This gives the GOP a major opportunity to build on its gains from 2010. Today GOP Representative Paul Ryan, nobody’s idea of a moderate, represents the median House district in America based on party preference, according to Dave Wasserman, House editor of the Cook Political Report. That district will become two points more Republican after the current redistricting cycle. “The fact of a Republican wave election on the eve of redistricting means that Republican legislators are in far better shape to shore up that wave,” says Justin Levitt, a redistricting expert at Loyola Law School. Though public dissatisfaction with GOP members of Congress is at an all-time high, Republican dominance of the redistricting process could prove an insurmountable impediment to Democratic hopes of retaking the House, where the GOP now has a fifty-one-seat edge. Speaker of the House John Boehner predicts that the GOP’s redistricting advantage will allow the party to retain control of the House, perhaps for the next decade.
Aside from protecting vulnerable freshmen, which would count as a major victory even if the GOP didn’t pick up any new seats, the party’s biggest gains will come in the South. Though the region has trended Republican at the presidential level for decades, Democrats managed to hang on to the Statehouses (which draw the redistricting maps in most states) for a remarkable stretch of time. Before 2010, Democrats controlled five Statehouses (in Alabama, Arkansas, Louisiana, Mississippi, North Carolina) and one chamber in two (Kentucky and Virginia). Two years later, Republicans control every Southern Statehouse except the Arkansas legislature and Kentucky House.
Race has always been at the center of the Southern Strategy, though not always in ways you’d expect. In addition to pushing hot-button issues like busing and welfare to appeal to white voters, Southern Republicans formed an “unholy alliance” with black Southern Democrats when it came to redistricting. In the 1980s and ’90s, when white Democrats ruled the Statehouses, Republicans supported new majority-minority districts for black Democrats in select urban and rural areas in exchange for an increased GOP presence elsewhere, especially in fast-growing metropolitan suburbs. With Democrats grouped in fewer areas, Republicans found it easier to target white Democrats for extinction. Ben Ginsberg, a prominent GOP election lawyer, memorably termed the strategy “Project Ratfuck.”

[SHORT PROBLEM 1] Using the passage on Republican redistricting, decide whether each statement agrees with it. For each, answer yes or no and quote the words that settle it. (a) The GOP now holds a fifty-one-seat edge in the House. (b) Before 2010, Democrats controlled both chambers of the Virginia Statehouse. (c) Republicans now control the Arkansas legislature.
[SHORT PROBLEM 2] In the passage on Republican redistricting, who is identified as a redistricting expert at Loyola Law School?
[SHORT PROBLEM 3] Print the stretch of the passage on Republican redistricting from "Aside from protecting" through "and Kentucky House.".
The lines that come next bear no relation to the passage on Republican redistricting.

[INFORMATION SUPPLIED]
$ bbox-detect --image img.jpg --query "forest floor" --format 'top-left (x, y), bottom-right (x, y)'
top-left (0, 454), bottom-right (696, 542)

[PROBLEM SOLUTION 1]
(a) Yes: "where the GOP now has a fifty-one-seat edge"
(b) No: "and one chamber in two (Kentucky and Virginia)"
(c) No: "Republicans control every Southern Statehouse except the Arkansas legislature and Kentucky House"

[PROBLEM SOLUTION 2] Justin Levitt.

[PROBLEM SOLUTION 3]
Aside from protecting vulnerable freshmen, which would count as a major victory even if the GOP didn’t pick up any new seats, the party’s biggest gains will come in the South. Though the region has trended Republican at the presidential level for decades, Democrats managed to hang on to the Statehouses (which draw the redistricting maps in most states) for a remarkable stretch of time. Before 2010, Democrats controlled five Statehouses (in Alabama, Arkansas, Louisiana, Mississippi, North Carolina) and one chamber in two (Kentucky and Virginia). Two years later, Republicans control every Southern Statehouse except the Arkansas legislature and Kentucky House.